**Tasks to complete**
1. In the entries from the line containing "Our labeling pipeline flagged the traditional" up to and including the line containing "[100,281,126,295]", substitute "annotation pipeline" for every occurrence of "labeling pipeline", leave everything else unchanged, and return only those lines.
2. Extend the library reference on storing and creating layer data, picking up right after its final line.

This class is used to store trusted data. Loaded trusted layer data is stored on this class. And also, this manages saving and metadata.
- id
Unique id for the data and metadata
- Type:
str, optional
- project_name
Name of the project
- Type:
str
- content
Content of the data
- Type:
CoveredContentType
- author
Author of the data
- Type:
str, optional
- created_at
Created at
- Type:
datetime
- description
Description of the data
- Type:
str, optional
- extra_info
Extra information of the data
- Type:
dict, optional
- source_ids
List of source ids
- Type:
List[str], optional
- save(format: str, data_repository: DataRepository, metadata_repository: MetadataRepository)
Save the content of the object to the data repository and metadata repository. On the timing of saving, the id of the object will be updated.
- Parameters:
format (str) – The format in which the content should be saved.
data_repository (DataRepository) – The data repository where the content should be saved.
metadata_repository (MetadataRepository) – The metadata repository where the metadata should be saved.
- Returns:
None
- dcraft.create_raw(content: DataFrame | dict | List[Dict], project_name: str, author: str | None = None, description: str | None = None, extra_info: dict | None = None) RawLayerData
Create a RawLayerData object with the given content, project name, author, description, and extra information.
- Parameters:
content (CoveredContentType) – The content to be stored in the RawLayerData object.
project_name (str) – The name of the project.
author (Optional[str], optional) – The author of the content. Defaults to None.
description (Optional[str], optional) – A description of the content. Defaults to None.
extra_info (Optional[dict], optional) – Extra information related to the content. Defaults to None.
- Returns:
The created RawLayerData object.

Coordinate annotation entries:
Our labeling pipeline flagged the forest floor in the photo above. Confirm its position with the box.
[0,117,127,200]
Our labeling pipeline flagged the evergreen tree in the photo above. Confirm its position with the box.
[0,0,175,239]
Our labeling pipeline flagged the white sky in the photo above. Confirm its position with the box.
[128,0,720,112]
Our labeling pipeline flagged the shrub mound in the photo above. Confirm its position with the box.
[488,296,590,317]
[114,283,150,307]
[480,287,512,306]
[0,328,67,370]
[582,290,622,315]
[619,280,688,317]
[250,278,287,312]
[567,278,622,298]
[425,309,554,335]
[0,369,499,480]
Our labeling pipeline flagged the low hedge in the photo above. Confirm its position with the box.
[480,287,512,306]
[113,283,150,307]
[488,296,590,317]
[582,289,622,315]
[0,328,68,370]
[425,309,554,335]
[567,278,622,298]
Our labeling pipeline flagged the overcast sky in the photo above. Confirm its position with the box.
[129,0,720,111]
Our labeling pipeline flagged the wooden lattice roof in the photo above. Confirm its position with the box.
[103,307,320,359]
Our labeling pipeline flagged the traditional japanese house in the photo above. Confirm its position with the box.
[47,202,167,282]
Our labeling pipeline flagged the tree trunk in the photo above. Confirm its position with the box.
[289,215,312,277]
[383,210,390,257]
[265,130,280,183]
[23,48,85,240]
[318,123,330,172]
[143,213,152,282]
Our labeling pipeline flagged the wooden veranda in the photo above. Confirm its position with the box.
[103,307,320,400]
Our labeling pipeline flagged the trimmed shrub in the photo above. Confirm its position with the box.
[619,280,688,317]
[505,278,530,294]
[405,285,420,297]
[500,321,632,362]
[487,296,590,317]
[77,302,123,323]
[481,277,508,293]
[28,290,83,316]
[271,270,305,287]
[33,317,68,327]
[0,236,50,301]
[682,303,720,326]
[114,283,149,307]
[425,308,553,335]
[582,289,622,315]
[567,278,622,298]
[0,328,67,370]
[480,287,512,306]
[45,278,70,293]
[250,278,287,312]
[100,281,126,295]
...
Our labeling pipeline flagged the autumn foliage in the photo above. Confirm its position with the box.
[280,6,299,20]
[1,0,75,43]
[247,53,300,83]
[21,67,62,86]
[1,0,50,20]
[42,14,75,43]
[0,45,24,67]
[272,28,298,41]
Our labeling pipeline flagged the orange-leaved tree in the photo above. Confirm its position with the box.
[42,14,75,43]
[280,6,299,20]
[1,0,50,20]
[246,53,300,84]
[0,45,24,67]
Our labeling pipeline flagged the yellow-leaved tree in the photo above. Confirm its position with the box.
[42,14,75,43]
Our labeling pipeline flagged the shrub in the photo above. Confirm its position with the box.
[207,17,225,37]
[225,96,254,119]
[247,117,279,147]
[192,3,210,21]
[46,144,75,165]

**The responses**
1.
Our annotation pipeline flagged the traditional japanese house in the photo above. Confirm its position with the box.
[47,202,167,282]
Our annotation pipeline flagged the tree trunk in the photo above. Confirm its position with the box.
[289,215,312,277]
[383,210,390,257]
[265,130,280,183]
[23,48,85,240]
[318,123,330,172]
[143,213,152,282]
Our annotation pipeline flagged the wooden veranda in the photo above. Confirm its position with the box.
[103,307,320,400]
Our annotation pipeline flagged the trimmed shrub in the photo above. Confirm its position with the box.
[619,280,688,317]
[505,278,530,294]
[405,285,420,297]
[500,321,632,362]
[487,296,590,317]
[77,302,123,323]
[481,277,508,293]
[28,290,83,316]
[271,270,305,287]
[33,317,68,327]
[0,236,50,301]
[682,303,720,326]
[114,283,149,307]
[425,308,553,335]
[582,289,622,315]
[567,278,622,298]
[0,328,67,370]
[480,287,512,306]
[45,278,70,293]
[250,278,287,312]
[100,281,126,295]

2.
- Return type:
- dcraft.create_refined(content: DataFrame | dict | List[Dict], project_name: str, author: str | None = None, description: str | None = None, extra_info: dict | None = None, source_ids: List[str] | None = None) RefinedLayerData
Create a refined layer data object.
- Parameters:
content (CoveredContentType) – The content of the refined layer.
project_name (str) – The name of the project.
author (Optional[str], optional) – The author of the refined layer. Defaults to None.
description (Optional[str], optional) – The description of the refined layer. Defaults to None.
extra_info (Optional[dict], optional) – Extra information about the refined layer. Defaults to None.
source_ids (Optional[List[str]], optional) – The source IDs of the refined layer. Defaults to None.
- Returns:
The created refined layer data object.
- Return type:
- dcraft.create_trusted(content: DataFrame | dict | List[Dict], project_name: str, author: str | None = None, description: str | None = None, extra_info: dict | None = None, source_ids: List[str] | None = None) TrustedLayerData
Creates a trusted layer data object.
- Parameters:
content (CoveredContentType) – The content of the trusted layer.
project_name (str) – The name of the project.
author (Optional[str], optional) – The author of the trusted layer. Defaults to None.
description (Optional[str], optional) – A description of the trusted layer. Defaults to None.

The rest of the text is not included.